Aim of the exercise
Report every line below that contains the string "thigh", matching case exactly.

(Records pointing to named objects)
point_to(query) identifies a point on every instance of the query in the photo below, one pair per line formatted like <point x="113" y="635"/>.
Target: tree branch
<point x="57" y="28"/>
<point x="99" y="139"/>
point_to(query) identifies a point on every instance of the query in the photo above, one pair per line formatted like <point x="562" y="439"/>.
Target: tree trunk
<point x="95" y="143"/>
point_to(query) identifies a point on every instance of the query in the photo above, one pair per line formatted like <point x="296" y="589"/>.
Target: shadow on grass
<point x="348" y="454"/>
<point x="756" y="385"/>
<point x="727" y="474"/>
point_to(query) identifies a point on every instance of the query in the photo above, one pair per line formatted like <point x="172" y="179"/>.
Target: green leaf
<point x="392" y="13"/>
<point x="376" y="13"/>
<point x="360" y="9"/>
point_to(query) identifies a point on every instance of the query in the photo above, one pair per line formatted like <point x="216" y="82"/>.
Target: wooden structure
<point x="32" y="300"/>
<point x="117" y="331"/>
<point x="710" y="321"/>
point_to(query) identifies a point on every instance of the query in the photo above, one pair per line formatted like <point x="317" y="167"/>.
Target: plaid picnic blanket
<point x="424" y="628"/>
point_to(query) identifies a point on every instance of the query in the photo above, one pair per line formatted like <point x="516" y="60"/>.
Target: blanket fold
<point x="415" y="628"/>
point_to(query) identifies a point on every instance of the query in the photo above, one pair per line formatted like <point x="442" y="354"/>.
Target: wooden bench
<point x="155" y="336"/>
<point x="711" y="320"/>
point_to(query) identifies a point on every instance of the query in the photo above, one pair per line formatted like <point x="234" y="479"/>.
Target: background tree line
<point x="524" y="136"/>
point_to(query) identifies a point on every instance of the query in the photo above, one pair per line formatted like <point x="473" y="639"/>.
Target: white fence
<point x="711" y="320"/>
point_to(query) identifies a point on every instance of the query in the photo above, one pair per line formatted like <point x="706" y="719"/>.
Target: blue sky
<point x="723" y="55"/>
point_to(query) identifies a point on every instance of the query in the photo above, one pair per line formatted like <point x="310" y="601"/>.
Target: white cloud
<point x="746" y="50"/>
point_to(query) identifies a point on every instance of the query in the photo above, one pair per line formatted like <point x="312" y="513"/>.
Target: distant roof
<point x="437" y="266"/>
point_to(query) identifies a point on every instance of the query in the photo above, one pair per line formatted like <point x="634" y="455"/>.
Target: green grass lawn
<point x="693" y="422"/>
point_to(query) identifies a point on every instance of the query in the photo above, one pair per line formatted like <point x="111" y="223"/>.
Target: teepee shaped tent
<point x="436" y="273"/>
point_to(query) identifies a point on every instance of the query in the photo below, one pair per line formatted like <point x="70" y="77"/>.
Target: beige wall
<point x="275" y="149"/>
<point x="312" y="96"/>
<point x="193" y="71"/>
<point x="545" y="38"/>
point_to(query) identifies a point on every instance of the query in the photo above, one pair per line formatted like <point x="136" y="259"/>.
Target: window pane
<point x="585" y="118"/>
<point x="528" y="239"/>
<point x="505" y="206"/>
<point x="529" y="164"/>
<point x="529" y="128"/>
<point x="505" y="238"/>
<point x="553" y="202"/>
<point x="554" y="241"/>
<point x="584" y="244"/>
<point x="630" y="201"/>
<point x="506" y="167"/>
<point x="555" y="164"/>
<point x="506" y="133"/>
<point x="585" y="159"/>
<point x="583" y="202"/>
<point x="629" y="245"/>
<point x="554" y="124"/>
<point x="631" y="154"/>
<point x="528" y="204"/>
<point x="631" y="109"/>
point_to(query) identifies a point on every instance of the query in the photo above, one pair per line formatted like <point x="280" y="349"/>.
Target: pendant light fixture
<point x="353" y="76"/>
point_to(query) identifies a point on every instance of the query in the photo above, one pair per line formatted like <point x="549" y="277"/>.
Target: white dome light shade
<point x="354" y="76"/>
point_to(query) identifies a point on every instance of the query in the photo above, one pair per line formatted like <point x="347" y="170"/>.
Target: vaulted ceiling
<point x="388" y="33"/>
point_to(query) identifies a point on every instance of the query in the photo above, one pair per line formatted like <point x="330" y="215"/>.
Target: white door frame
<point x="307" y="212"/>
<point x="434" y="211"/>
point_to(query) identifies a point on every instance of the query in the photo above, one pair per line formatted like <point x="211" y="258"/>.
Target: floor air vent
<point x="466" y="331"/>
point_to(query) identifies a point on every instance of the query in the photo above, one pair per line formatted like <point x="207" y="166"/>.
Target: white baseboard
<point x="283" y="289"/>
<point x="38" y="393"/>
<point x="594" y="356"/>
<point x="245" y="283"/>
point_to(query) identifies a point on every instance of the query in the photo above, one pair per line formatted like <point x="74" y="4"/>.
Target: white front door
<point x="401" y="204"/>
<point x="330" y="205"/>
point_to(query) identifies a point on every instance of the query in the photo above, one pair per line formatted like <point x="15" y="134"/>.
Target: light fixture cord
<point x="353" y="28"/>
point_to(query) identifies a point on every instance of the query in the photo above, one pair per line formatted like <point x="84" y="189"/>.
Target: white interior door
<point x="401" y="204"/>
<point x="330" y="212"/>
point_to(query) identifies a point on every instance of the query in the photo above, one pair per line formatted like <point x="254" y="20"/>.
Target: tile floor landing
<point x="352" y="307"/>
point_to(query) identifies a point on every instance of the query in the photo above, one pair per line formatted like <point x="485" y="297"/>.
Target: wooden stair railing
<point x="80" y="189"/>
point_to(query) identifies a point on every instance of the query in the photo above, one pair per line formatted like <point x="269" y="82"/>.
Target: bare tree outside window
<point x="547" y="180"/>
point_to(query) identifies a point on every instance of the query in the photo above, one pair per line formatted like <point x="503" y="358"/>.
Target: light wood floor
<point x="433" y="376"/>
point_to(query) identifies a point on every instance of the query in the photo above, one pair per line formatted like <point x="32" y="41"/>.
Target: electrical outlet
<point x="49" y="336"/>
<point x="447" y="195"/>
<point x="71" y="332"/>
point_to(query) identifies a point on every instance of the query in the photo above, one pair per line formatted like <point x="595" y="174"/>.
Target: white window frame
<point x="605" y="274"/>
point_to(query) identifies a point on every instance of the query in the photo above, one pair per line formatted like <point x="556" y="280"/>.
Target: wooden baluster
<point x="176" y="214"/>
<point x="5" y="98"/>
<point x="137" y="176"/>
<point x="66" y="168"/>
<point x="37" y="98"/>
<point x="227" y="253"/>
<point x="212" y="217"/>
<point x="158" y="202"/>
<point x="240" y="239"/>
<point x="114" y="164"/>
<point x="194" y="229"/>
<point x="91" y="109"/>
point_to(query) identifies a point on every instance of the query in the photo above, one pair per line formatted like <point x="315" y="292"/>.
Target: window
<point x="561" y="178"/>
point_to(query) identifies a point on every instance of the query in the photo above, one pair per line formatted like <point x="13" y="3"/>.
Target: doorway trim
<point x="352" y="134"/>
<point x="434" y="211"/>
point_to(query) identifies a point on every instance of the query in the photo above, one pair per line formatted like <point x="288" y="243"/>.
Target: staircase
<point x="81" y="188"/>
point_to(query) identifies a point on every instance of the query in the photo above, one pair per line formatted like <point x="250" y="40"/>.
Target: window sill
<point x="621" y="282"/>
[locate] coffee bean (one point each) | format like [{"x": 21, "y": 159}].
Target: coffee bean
--
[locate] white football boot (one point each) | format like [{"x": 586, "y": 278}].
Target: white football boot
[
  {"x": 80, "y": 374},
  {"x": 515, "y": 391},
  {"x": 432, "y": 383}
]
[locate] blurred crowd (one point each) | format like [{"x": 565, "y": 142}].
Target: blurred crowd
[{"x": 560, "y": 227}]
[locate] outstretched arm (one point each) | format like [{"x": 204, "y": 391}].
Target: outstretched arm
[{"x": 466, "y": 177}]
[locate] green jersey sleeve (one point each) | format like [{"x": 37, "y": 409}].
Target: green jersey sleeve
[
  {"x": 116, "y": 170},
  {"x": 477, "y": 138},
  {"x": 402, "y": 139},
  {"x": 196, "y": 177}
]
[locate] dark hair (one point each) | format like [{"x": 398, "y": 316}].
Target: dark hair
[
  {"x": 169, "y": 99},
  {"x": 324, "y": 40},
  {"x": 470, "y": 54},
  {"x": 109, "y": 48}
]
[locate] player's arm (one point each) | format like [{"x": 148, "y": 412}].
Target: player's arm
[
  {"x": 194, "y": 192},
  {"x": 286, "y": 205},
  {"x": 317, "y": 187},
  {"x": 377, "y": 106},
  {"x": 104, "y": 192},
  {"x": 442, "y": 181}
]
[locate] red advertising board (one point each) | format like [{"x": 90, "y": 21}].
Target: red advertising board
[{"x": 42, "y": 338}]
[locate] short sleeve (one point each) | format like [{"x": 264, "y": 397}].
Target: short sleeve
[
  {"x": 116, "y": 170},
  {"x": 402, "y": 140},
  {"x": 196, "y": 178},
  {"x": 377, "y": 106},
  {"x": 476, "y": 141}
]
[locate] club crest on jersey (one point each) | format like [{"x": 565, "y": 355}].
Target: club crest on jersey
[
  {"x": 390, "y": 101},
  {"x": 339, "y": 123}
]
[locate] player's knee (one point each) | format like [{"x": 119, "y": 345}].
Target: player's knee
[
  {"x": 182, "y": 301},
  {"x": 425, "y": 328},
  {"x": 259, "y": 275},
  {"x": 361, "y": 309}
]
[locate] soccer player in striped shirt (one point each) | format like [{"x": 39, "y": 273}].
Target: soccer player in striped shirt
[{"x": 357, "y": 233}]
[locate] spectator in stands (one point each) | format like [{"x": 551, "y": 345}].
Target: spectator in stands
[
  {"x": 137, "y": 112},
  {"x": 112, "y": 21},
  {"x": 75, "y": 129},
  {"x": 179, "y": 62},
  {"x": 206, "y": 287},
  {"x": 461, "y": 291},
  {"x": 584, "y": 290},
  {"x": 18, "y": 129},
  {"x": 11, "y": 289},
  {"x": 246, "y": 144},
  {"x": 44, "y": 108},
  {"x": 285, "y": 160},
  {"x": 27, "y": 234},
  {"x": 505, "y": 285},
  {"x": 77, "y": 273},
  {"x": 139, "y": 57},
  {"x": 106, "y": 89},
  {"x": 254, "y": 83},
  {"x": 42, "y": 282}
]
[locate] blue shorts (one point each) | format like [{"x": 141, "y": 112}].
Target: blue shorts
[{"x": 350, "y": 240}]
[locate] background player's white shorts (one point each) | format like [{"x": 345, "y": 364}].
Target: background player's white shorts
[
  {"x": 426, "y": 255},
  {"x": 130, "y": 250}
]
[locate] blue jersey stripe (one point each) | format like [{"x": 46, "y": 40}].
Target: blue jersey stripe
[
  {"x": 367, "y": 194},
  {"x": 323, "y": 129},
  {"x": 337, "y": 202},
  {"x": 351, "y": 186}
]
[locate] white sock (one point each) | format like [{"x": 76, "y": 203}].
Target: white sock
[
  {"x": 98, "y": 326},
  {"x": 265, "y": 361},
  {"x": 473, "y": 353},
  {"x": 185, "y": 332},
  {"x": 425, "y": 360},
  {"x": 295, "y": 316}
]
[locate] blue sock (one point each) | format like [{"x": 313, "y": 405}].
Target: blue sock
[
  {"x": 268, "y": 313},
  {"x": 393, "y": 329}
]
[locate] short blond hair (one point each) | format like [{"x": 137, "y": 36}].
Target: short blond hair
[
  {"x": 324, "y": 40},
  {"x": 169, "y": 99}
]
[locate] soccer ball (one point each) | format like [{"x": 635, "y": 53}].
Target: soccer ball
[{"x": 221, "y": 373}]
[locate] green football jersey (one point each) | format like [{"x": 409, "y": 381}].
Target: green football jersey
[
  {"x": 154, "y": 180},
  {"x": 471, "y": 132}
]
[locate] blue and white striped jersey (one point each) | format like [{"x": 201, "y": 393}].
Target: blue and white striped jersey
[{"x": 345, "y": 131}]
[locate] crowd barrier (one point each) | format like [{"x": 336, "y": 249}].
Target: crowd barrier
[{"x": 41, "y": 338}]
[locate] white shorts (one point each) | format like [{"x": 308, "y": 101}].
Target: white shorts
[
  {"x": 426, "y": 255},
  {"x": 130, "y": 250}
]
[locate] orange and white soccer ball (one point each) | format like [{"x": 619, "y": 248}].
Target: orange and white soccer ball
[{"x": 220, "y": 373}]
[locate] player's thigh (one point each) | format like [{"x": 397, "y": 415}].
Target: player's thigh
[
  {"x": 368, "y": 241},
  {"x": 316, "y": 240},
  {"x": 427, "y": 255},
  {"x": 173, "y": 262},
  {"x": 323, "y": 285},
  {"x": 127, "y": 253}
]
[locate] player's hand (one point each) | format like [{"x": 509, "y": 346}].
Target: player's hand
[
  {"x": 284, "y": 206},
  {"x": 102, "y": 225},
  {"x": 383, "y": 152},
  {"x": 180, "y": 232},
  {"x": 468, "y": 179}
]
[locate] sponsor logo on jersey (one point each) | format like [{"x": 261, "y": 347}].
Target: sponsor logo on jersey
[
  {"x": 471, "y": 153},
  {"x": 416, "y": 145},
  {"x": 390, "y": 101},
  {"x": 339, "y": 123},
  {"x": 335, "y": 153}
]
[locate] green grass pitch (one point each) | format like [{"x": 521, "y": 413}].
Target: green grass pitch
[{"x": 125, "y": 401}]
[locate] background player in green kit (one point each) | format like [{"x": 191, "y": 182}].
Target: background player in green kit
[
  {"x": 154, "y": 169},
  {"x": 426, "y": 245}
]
...
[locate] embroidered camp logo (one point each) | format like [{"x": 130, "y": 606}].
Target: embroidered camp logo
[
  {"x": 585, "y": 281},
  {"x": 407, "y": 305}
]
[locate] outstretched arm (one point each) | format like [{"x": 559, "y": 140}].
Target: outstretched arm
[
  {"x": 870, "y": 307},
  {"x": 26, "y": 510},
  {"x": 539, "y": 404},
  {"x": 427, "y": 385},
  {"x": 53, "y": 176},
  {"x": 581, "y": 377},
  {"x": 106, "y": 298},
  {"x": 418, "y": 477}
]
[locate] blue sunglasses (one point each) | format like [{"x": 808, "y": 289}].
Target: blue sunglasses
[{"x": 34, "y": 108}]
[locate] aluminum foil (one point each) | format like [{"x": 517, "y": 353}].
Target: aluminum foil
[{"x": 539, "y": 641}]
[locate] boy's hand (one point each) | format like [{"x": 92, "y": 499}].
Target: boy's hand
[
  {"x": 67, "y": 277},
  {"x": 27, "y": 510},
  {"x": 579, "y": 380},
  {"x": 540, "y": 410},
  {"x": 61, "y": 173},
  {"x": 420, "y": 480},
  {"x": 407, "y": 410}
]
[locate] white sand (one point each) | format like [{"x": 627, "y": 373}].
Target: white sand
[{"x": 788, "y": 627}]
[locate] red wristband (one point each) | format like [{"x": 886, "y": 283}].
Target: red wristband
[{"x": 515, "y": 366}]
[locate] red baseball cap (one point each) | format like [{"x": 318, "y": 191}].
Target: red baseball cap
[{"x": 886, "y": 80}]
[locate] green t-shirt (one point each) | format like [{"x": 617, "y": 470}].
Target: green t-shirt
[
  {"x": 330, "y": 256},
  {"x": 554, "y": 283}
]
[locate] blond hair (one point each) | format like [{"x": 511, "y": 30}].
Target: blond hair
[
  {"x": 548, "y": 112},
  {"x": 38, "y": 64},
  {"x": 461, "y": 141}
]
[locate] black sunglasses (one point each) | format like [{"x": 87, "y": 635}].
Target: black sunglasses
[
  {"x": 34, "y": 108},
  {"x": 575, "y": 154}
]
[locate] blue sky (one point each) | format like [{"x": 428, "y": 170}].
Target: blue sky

Written solution
[locate] player's thigh (one point each) | format like [{"x": 397, "y": 415}].
Target: player's thigh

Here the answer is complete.